# EXERCISE REQUIREMENTS
1. Answer these questions from the plot summary:
(a) Who grants Alberto U.S. citizenship?
(b) Between whom does Alberto notice tension?
(c) From whom does Baker get Moreno's location?
2. Summarize the plot summary in two sentences.
3. Continue the plot summary from where it stops.

Following the successful completion of their mission, Wright and his team — gunner-medic Alberto, Danny (Solly McLeod), Hino, and Carson — celebrate back at base. When Alberto is granted U.S. citizenship by Colonel Wood, he invites the entire squad to his wedding in Mexico, where his fiancée Isabella (Laura Osma) awaits. Wright agrees to attend and serves as best man.

Upon arriving in Mexico, the soldiers are welcomed into Alberto's family home. However, Alberto quietly notices a simmering tension between his brother Miguel and the rest of the family. The source of this unease runs deeper than domestic friction: the family's land is held under a landlord named Moreno, who has long pressured tenant farmers for mounting payments, forcing Alberto's parents to sell their crops simply to meet his demands.

Moreno himself has become a target of the local cartel, led by a ruthless and calculating crime boss named Baker (Omar Chaparro). Baker covets the lands registered in Moreno's name and, after a botched assassination attempt by his men, takes matters into his own hands — rounding up Moreno's workers, extracting Moreno's location from a laborer named Valdemar at gunpoint, and ordering Moreno's execution.

(Point-per-instance localization data)
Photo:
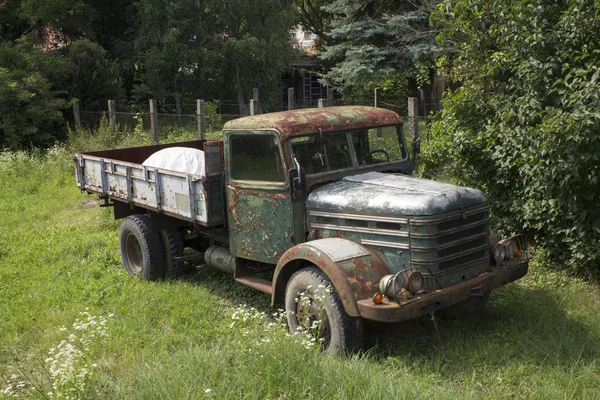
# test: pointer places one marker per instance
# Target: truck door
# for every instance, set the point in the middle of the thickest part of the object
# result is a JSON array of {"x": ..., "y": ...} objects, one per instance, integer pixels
[{"x": 258, "y": 197}]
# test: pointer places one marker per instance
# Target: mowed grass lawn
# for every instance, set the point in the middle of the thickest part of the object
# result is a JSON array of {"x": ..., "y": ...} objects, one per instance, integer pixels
[{"x": 59, "y": 256}]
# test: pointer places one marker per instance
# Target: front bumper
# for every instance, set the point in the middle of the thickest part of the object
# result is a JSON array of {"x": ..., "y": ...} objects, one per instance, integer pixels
[{"x": 390, "y": 311}]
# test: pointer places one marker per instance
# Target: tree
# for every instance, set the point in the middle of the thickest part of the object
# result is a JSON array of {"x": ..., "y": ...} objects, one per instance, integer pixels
[
  {"x": 371, "y": 39},
  {"x": 525, "y": 125},
  {"x": 31, "y": 109},
  {"x": 212, "y": 49},
  {"x": 90, "y": 76}
]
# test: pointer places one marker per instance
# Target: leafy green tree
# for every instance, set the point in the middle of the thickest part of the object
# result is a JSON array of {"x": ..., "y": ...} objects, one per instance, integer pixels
[
  {"x": 31, "y": 108},
  {"x": 376, "y": 38},
  {"x": 90, "y": 76},
  {"x": 212, "y": 49},
  {"x": 525, "y": 125}
]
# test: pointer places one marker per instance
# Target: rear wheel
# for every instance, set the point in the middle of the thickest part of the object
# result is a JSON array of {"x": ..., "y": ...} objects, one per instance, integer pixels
[
  {"x": 313, "y": 306},
  {"x": 141, "y": 250}
]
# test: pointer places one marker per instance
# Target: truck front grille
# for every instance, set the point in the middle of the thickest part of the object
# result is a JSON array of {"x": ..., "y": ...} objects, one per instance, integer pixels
[{"x": 452, "y": 240}]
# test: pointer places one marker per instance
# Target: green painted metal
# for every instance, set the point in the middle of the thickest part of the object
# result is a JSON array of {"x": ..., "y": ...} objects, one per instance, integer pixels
[
  {"x": 307, "y": 121},
  {"x": 260, "y": 214}
]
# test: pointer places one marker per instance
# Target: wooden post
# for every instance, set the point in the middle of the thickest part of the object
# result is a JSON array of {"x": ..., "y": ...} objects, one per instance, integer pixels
[
  {"x": 154, "y": 120},
  {"x": 112, "y": 112},
  {"x": 257, "y": 109},
  {"x": 178, "y": 109},
  {"x": 413, "y": 114},
  {"x": 201, "y": 115},
  {"x": 377, "y": 97},
  {"x": 76, "y": 113},
  {"x": 291, "y": 99},
  {"x": 329, "y": 96}
]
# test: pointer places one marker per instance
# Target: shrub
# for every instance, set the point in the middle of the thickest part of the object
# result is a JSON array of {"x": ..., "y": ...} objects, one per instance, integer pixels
[{"x": 525, "y": 125}]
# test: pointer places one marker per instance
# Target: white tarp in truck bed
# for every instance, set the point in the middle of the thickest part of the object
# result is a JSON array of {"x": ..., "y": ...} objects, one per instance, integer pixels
[{"x": 180, "y": 159}]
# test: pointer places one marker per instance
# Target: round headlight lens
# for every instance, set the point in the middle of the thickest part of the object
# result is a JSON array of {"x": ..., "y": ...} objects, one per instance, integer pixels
[{"x": 498, "y": 253}]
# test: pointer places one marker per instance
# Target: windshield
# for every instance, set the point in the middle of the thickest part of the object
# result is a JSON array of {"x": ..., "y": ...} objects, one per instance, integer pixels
[{"x": 348, "y": 149}]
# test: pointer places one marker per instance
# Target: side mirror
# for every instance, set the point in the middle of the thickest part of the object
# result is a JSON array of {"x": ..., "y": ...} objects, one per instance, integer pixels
[
  {"x": 416, "y": 149},
  {"x": 416, "y": 146},
  {"x": 298, "y": 184}
]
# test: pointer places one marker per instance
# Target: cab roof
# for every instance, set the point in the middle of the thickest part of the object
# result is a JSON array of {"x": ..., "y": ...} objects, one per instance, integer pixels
[{"x": 307, "y": 121}]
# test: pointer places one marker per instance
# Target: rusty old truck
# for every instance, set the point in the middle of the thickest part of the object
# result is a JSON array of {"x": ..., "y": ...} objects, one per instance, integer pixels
[{"x": 294, "y": 201}]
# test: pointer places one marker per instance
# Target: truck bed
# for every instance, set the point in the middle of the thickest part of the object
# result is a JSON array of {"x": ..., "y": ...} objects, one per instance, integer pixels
[{"x": 120, "y": 176}]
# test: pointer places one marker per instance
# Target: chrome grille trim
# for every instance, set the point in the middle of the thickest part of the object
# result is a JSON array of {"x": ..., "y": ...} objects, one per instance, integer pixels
[
  {"x": 436, "y": 219},
  {"x": 360, "y": 217},
  {"x": 359, "y": 230},
  {"x": 381, "y": 243},
  {"x": 453, "y": 243},
  {"x": 449, "y": 231},
  {"x": 459, "y": 254}
]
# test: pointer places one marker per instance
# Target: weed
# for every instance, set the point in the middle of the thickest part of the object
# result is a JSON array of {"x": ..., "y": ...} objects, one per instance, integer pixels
[{"x": 59, "y": 254}]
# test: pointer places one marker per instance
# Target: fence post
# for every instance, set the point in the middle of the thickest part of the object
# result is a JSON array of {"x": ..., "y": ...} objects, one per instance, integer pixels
[
  {"x": 329, "y": 96},
  {"x": 254, "y": 107},
  {"x": 76, "y": 113},
  {"x": 413, "y": 114},
  {"x": 291, "y": 98},
  {"x": 178, "y": 109},
  {"x": 377, "y": 97},
  {"x": 257, "y": 109},
  {"x": 201, "y": 116},
  {"x": 154, "y": 119},
  {"x": 112, "y": 112}
]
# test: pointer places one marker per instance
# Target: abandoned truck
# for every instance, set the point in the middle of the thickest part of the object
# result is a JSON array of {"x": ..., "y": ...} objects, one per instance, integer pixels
[{"x": 293, "y": 201}]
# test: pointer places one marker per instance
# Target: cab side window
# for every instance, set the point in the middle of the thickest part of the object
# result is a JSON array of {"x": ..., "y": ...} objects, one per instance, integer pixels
[{"x": 256, "y": 157}]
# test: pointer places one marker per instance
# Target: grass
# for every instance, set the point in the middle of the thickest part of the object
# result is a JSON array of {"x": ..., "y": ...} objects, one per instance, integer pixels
[{"x": 59, "y": 255}]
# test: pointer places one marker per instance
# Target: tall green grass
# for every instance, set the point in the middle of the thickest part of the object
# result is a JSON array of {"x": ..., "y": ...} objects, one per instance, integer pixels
[{"x": 59, "y": 255}]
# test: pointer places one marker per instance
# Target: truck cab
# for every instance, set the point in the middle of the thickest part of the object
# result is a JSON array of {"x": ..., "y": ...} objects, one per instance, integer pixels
[{"x": 321, "y": 211}]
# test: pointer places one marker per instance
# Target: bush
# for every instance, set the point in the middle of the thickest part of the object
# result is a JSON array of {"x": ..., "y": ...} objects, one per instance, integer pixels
[{"x": 525, "y": 125}]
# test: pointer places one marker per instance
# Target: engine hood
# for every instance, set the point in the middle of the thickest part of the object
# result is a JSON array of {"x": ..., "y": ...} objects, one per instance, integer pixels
[{"x": 380, "y": 193}]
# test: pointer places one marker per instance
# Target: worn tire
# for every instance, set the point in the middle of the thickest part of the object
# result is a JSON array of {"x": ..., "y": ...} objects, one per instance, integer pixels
[
  {"x": 141, "y": 250},
  {"x": 341, "y": 332},
  {"x": 172, "y": 247},
  {"x": 472, "y": 306}
]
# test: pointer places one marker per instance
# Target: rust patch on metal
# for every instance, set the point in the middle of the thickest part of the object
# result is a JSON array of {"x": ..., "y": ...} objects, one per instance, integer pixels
[
  {"x": 307, "y": 121},
  {"x": 353, "y": 279}
]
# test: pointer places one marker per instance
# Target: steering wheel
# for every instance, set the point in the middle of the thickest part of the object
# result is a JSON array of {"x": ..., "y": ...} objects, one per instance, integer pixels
[{"x": 370, "y": 154}]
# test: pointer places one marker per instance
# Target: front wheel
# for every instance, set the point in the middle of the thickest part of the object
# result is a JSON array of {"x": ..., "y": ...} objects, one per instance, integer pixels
[
  {"x": 141, "y": 249},
  {"x": 313, "y": 306}
]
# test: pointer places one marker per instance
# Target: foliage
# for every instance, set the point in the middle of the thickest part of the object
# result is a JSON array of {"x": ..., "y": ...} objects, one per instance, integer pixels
[
  {"x": 31, "y": 109},
  {"x": 371, "y": 39},
  {"x": 394, "y": 87},
  {"x": 59, "y": 254},
  {"x": 525, "y": 125},
  {"x": 213, "y": 49},
  {"x": 91, "y": 77}
]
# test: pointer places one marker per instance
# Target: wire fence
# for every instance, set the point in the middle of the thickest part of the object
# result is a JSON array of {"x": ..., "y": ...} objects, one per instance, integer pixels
[{"x": 186, "y": 117}]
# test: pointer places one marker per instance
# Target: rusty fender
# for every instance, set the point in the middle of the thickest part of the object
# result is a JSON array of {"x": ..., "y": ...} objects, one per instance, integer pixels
[{"x": 354, "y": 271}]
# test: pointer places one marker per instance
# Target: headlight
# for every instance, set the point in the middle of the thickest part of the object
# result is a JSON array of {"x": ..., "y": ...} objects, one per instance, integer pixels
[
  {"x": 498, "y": 253},
  {"x": 414, "y": 282},
  {"x": 388, "y": 285},
  {"x": 393, "y": 285},
  {"x": 510, "y": 249}
]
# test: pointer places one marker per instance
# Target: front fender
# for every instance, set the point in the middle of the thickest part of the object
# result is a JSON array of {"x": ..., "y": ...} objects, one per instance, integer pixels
[{"x": 354, "y": 271}]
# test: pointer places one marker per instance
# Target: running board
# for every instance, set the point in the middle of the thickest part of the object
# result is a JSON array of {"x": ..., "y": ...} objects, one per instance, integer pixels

# ANSWERS TO THE EXERCISE
1.
(a) Colonel Wood.
(b) His brother Miguel and the rest of the family.
(c) A laborer named Valdemar.

2. After Alberto is granted U.S. citizenship, he invites his squad, including Wright as best man, to his wedding in Mexico, where he notices tension between his brother Miguel and the family. His family's land is held under a landlord named Moreno who pressures tenant farmers, and Moreno is targeted by the cartel boss Baker, who covets Moreno's lands and orders his execution.

3.
The wedding celebration at a local eatery is shattered by the arrival of Stevie, Baker's volatile and entitled younger brother, who intrudes upon the party after noticing the women inside. Stevie — reckless, aggressive, and accustomed to operating without consequences — picks a fight with Danny after a trivial physical altercation near the entrance.

When Alberto steps in to defuse the situation, Stevie interprets the intervention as a betrayal, viewing Alberto as siding with the American outsiders. Stevie shoots Alberto, resulting in Wright shooting Stevie in retaliation, while Hino wounds Stevie's associate Paco in the chaos.

Despite the squad's efforts to save his life, Alberto bleeds out and dies, leaving Isabella and his family devastated. In the immediate aftermath, Alberto's grieving father urges Miguel to guide Jordan and the remaining soldiers out of Mexico as quickly as possible.

He reasons that Paco is still alive and will return to the cartel with a full account of what happened. Alberto's father wants no further bloodshed on his land. Wright initially agrees, recognizing that U.S. military jurisdiction does not extend to Mexican soil and that any further confrontation carries grave consequences. But Wright cannot accept the suffering of Alberto's family, and turns his squad back.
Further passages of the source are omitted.